> [Data extracted from a collection]:

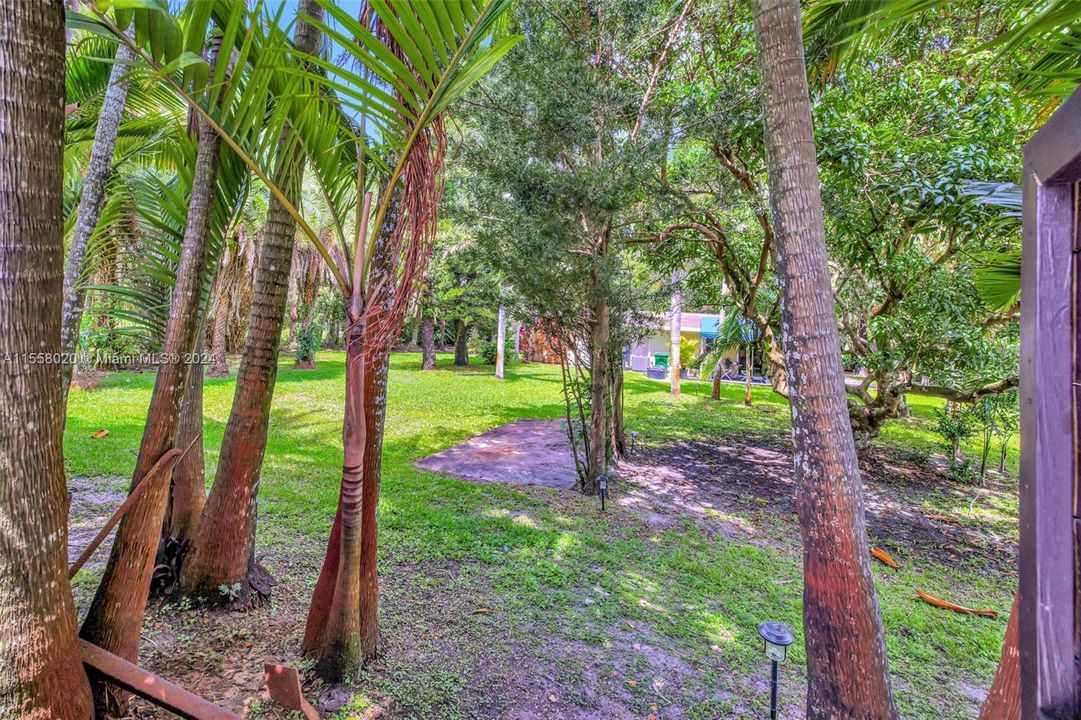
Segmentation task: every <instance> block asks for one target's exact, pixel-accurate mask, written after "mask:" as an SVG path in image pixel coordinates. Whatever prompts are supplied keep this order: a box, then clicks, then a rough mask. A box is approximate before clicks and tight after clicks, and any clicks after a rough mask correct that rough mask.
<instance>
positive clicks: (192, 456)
mask: <svg viewBox="0 0 1081 720" xmlns="http://www.w3.org/2000/svg"><path fill="white" fill-rule="evenodd" d="M196 334H197V338H196V362H195V363H193V364H192V365H191V370H190V376H189V377H188V387H187V390H185V392H184V404H183V405H182V406H181V424H179V428H178V430H177V434H176V446H177V448H182V449H184V451H185V454H184V457H182V458H181V459H178V461H177V462H176V465H175V466H173V483H172V491H171V493H170V497H169V511H168V512H166V515H165V526H164V528H163V530H162V532H163V535H164V536H165V537H173V538H175V539H177V541H179V542H181V543H190V542H191V541H192V539H193V538H195V536H196V528H197V526H198V525H199V517H200V516H201V515H202V509H203V504H204V503H205V502H206V468H205V461H204V457H203V438H202V431H203V412H202V397H203V374H204V368H203V363H202V362H200V361H199V360H200V357H201V356H202V354H203V338H202V334H203V333H202V332H201V331H200V332H197V333H196Z"/></svg>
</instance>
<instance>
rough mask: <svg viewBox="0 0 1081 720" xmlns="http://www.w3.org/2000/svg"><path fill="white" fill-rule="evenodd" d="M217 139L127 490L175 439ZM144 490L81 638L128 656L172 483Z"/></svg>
mask: <svg viewBox="0 0 1081 720" xmlns="http://www.w3.org/2000/svg"><path fill="white" fill-rule="evenodd" d="M221 144H222V141H221V137H219V136H218V135H217V133H215V132H214V130H213V129H212V128H211V126H210V125H209V124H206V123H205V122H200V123H199V152H198V155H197V157H196V169H195V177H193V179H192V185H191V198H190V202H189V205H188V223H187V227H186V228H185V231H184V245H183V250H182V253H181V262H179V267H178V269H177V271H176V286H175V289H174V290H173V298H172V304H171V306H170V312H169V323H168V324H166V326H165V337H164V342H163V343H162V356H163V360H162V362H161V363H160V364H159V365H158V377H157V379H156V382H155V385H154V394H152V395H151V397H150V408H149V411H148V412H147V417H146V428H145V429H144V431H143V443H142V446H141V448H139V454H138V459H137V461H136V463H135V474H134V476H133V478H132V489H134V488H135V486H137V485H138V483H139V482H142V481H143V479H144V476H145V475H146V474H147V471H148V470H149V469H150V468H151V467H152V466H154V464H155V463H157V462H158V459H159V458H160V457H161V456H162V455H163V454H165V452H168V451H169V450H170V449H171V448H173V446H174V444H175V442H176V435H177V430H178V427H179V421H181V406H182V404H183V400H184V394H185V389H186V388H187V384H188V375H189V372H190V368H191V365H190V364H188V363H186V362H184V360H185V357H184V356H185V355H186V354H189V352H191V349H192V347H193V346H195V338H196V333H197V331H198V330H199V315H200V314H199V305H200V302H201V298H202V283H203V278H204V276H205V267H206V235H208V232H209V230H210V222H211V206H212V204H213V201H214V188H215V183H216V178H217V169H218V162H219V150H221ZM154 481H155V483H156V484H155V486H154V488H152V489H149V490H148V491H147V492H146V493H145V494H144V495H143V496H142V498H141V499H139V502H138V503H137V504H135V506H134V507H132V509H131V510H129V511H128V515H125V516H124V519H123V520H122V521H121V522H120V528H119V530H118V531H117V536H116V539H115V541H114V543H112V551H111V552H110V554H109V562H108V564H107V565H106V568H105V576H104V577H103V578H102V584H101V585H99V586H98V588H97V592H96V594H95V595H94V601H93V602H92V603H91V606H90V612H89V613H88V615H86V619H85V621H84V622H83V624H82V637H83V638H85V639H86V640H89V641H90V642H93V643H94V644H96V645H99V646H102V648H104V649H105V650H107V651H109V652H111V653H115V654H117V655H120V656H121V657H123V658H125V659H128V661H132V662H134V661H136V659H137V658H138V641H139V634H141V631H142V628H143V615H144V611H145V609H146V601H147V596H148V592H149V589H150V577H151V573H152V570H154V560H155V556H156V554H157V550H158V543H159V539H160V537H161V528H162V522H163V521H164V516H165V505H166V503H168V499H169V488H170V486H169V483H168V482H162V478H160V477H159V478H155V479H154ZM93 688H94V699H95V704H96V705H97V707H98V711H99V712H110V711H111V712H112V714H114V715H118V714H120V712H121V711H122V710H124V708H125V707H126V705H128V696H126V694H125V693H121V692H119V691H116V690H115V689H111V688H110V686H109V685H107V684H106V683H105V682H103V681H102V680H99V679H98V680H95V682H94V683H93Z"/></svg>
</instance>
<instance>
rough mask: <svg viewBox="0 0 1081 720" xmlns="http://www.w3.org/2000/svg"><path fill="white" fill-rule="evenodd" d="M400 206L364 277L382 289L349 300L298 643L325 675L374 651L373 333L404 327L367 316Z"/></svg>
mask: <svg viewBox="0 0 1081 720" xmlns="http://www.w3.org/2000/svg"><path fill="white" fill-rule="evenodd" d="M399 212H400V199H393V200H391V202H390V206H389V210H388V212H387V216H386V218H385V221H384V225H383V228H384V230H383V231H382V234H381V235H382V236H383V237H381V238H378V240H377V241H376V245H375V250H374V252H373V254H372V270H371V272H372V278H371V279H370V283H369V284H370V286H372V288H376V289H378V290H379V292H377V293H375V294H373V295H372V296H370V297H368V298H366V299H365V304H364V308H365V309H364V311H362V312H361V311H357V310H355V309H352V308H355V307H356V306H357V305H359V304H360V302H359V301H355V302H352V303H350V304H349V307H350V308H351V309H350V312H349V318H350V325H349V334H348V339H347V343H348V345H347V348H346V404H345V423H344V428H343V439H344V443H345V464H344V467H343V472H342V492H341V495H339V497H338V509H337V514H336V515H335V517H334V524H333V526H332V528H331V536H330V541H329V542H328V546H326V556H325V558H324V560H323V566H322V569H321V571H320V573H319V579H318V581H317V582H316V589H315V591H313V592H312V597H311V604H310V605H309V608H308V618H307V624H306V626H305V630H304V648H303V650H304V653H305V655H308V656H315V657H316V658H317V662H316V671H317V672H318V674H319V675H320V676H321V677H323V678H324V679H326V680H328V681H339V680H342V679H343V678H345V677H347V676H349V675H351V674H353V672H355V671H356V670H357V669H358V668H359V667H360V665H361V663H363V662H364V661H366V659H370V658H372V657H375V655H376V654H377V652H378V640H379V627H378V576H377V573H376V569H377V563H376V559H377V551H378V524H377V508H378V497H379V481H381V476H382V456H383V431H384V421H385V418H386V408H387V376H388V371H389V360H390V355H389V350H388V348H389V343H385V342H381V341H385V339H386V338H379V337H376V333H386V332H390V333H391V334H392V335H393V336H397V334H398V331H400V330H401V328H400V324H399V326H397V328H387V326H386V325H383V324H382V323H381V324H373V323H372V322H370V321H366V322H365V320H364V318H372V317H373V312H378V309H379V308H386V307H389V304H390V298H391V297H392V294H393V282H395V280H393V279H392V278H393V277H395V276H393V269H395V263H396V261H397V258H396V257H395V256H393V254H392V252H391V251H390V246H391V245H390V242H389V235H390V234H391V232H393V228H395V227H396V225H397V222H398V214H399ZM379 278H383V279H385V280H383V281H381V280H379Z"/></svg>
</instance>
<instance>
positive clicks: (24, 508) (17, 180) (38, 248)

> [What you should do]: Count the lines of the rows above that contain the string "positive", and give only the number.

> [Exercise result]: 2